**Direction:**
The data below must be copied in full and without any change.

──────── Excerpted records

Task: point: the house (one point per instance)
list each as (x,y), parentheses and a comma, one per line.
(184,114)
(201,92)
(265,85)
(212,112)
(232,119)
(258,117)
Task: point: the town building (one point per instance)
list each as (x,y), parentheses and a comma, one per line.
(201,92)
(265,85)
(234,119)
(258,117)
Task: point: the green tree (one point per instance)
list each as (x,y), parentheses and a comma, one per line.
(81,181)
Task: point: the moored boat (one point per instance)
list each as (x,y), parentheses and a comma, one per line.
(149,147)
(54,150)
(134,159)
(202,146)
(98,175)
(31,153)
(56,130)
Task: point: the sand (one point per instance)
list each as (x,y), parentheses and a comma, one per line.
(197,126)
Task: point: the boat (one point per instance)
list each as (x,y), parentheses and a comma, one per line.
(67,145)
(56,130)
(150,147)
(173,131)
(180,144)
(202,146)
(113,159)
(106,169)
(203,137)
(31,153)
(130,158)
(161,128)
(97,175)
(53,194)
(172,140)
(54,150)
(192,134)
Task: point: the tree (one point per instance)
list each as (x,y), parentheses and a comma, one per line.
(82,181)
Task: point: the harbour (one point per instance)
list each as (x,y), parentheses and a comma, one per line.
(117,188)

────────────────

**Solved problem:**
Task: point: the house (one point per instance)
list each as (x,y), parentheses and a comma, one per line.
(184,114)
(201,92)
(265,85)
(212,112)
(232,119)
(258,117)
Task: point: the town building (one point per instance)
list each as (x,y), parentheses and a comma, one per line.
(201,92)
(265,85)
(234,119)
(258,117)
Task: point: the green tree (one point per instance)
list each as (x,y), parentheses and a comma, one per line.
(81,181)
Task: point: the moored boat (one point per instance)
list each as (x,y), parentheses and a comma, one per line.
(149,147)
(54,150)
(134,159)
(202,146)
(98,175)
(31,153)
(56,130)
Task: point: the sand (one point per instance)
list each as (x,y), parentheses and a comma, one per line.
(197,126)
Task: point: the boat (one point per instance)
list each as (x,y), parentheses and a comma, one per line.
(67,145)
(56,130)
(150,147)
(173,131)
(180,144)
(202,146)
(113,159)
(106,169)
(203,137)
(31,153)
(130,158)
(161,128)
(97,175)
(53,194)
(172,140)
(54,150)
(192,134)
Task: point: the tree (one point per instance)
list each as (x,y), parentheses and a comma, one per line.
(82,181)
Task: point: the harbour (one point per instance)
list each as (x,y), parentheses and a comma, one per line.
(117,188)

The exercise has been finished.